Header lexy/encoding.hpp

Facilities for handling the encoding of an input.

template <typename T>
concept encoding = ;

An encoding determines how characters are encoded in the input by defining the type of individual code units and how they are used to form Unicode code points, if applicable. Its primary character type ::char_type is the actual character type an input gives you, but it can also have secondary character types which are also accepted but then internally normalized to the primary character type. Its integer type ::int_type is an integer type which can store any valid character type or a special EOF value. If this is the same type as the primary character type, some optimizations are possible.

Some rules require a certain encoding. For example, lexy::dsl::code_point does not work with lexy::default_encoding.

Supported encodings

lexy/encoding.hpp
namespace lexy
{
    struct default_encoding {}; // any 8-bit encoding

    struct ascii_encoding {}; // ASCII
    struct utf8_encoding  {}; // UTF-8
    struct utf16_encoding {}; // UTF-16
    struct utf32_encoding {}; // UTF-32

    struct byte_encoding {}; // not text
}

Tag types for the encodings supported by lexy.

The character types
Encoding Primary character type Secondary character type(s)

default_encoding

char

none

ascii_encoding

char

none

utf8_encoding

char8_t

char

utf16_encoding

char16_t

wchar_t (Windows only)

utf32_encoding

char32_t

wchar_t (Linux and related systems)

byte_encoding

unsigned char

char, std::byte

Each tag type corresponds to the encoding indicated and it uses the character types defined in the table above. If an encoding is specified, lexy assumes that the input is valid for this encoding and will not perform any checking unless otherwise indicated. If the input contains invalid code units or invalid sequences of code units, lexy may or may not generate bogus parse errors.

Note
For example, if the input contains the byte sequence lexy uses to encode EOF, which is never a valid code unit for the encoding, lexy will raise an unexpected EOF error before the actual end of the input.
──────────
◆ Given exercise A
Do these statements agree with the lexy encoding page? Answer each with yes or no, and quote the deciding words. (i) lexy::dsl::code_point works with lexy::default_encoding. (ii) Secondary character types are accepted and then internally normalized to the primary character type. (iii) lexy checks whether the input is valid for the specified encoding.
◆ Given exercise B
Update a passage of the lexy encoding page. Begin at the words "An encoding determines" and stop after "optimizations are possible.", writing "main character type" in place of each "primary character type".

◆ Stored records
──────────
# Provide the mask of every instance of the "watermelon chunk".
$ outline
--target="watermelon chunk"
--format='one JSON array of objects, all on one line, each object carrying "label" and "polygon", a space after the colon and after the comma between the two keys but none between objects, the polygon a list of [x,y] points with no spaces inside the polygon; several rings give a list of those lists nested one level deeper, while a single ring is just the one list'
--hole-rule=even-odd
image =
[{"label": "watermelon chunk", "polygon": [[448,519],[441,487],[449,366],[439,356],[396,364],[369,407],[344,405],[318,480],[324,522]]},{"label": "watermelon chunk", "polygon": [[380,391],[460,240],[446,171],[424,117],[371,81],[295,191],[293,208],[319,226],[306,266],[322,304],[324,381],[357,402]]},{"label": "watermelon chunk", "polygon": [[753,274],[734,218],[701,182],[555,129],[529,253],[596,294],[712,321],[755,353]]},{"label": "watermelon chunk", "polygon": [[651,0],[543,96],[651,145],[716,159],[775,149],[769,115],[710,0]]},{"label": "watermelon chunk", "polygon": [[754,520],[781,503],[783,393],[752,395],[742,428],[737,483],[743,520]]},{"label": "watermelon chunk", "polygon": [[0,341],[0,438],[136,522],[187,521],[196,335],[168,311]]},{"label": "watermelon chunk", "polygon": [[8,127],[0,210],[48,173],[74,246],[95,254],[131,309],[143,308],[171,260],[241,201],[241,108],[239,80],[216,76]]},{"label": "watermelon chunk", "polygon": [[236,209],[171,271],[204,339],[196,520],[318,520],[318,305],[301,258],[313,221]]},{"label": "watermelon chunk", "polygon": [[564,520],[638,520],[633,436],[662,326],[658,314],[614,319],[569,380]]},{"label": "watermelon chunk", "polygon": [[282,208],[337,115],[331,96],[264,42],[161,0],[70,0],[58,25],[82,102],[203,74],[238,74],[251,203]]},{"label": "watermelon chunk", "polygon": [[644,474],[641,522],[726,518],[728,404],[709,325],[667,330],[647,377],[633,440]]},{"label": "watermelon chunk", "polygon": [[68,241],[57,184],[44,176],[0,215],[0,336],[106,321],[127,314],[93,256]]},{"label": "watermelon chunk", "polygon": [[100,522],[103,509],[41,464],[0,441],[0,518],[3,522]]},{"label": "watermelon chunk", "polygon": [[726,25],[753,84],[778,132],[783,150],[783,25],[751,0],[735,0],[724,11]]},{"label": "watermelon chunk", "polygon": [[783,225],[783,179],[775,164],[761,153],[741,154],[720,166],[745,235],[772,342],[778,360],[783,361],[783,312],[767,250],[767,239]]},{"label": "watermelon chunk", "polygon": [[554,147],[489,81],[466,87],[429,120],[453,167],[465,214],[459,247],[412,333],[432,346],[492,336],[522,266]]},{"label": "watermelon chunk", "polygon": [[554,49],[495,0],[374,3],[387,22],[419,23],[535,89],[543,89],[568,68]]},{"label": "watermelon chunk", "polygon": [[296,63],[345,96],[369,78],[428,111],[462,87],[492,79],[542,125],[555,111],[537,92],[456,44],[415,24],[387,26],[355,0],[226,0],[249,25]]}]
──────────
◆ Complete response A
(i) No: "lexy::dsl::code_point does not work with lexy::default_encoding."
(ii) Yes: "it can also have secondary character types which are also accepted but then internally normalized to the primary character type."
(iii) No: "lexy assumes that the input is valid for this encoding and will not perform any checking unless otherwise indicated."

◆ Complete response B
An encoding determines how characters are encoded in the input by defining the type of individual code units and how they are used to form Unicode code points, if applicable. Its main character type ::char_type is the actual character type an input gives you, but it can also have secondary character types which are also accepted but then internally normalized to the main character type. Its integer type ::int_type is an integer type which can store any valid character type or a special EOF value. If this is the same type as the main character type, some optimizations are possible.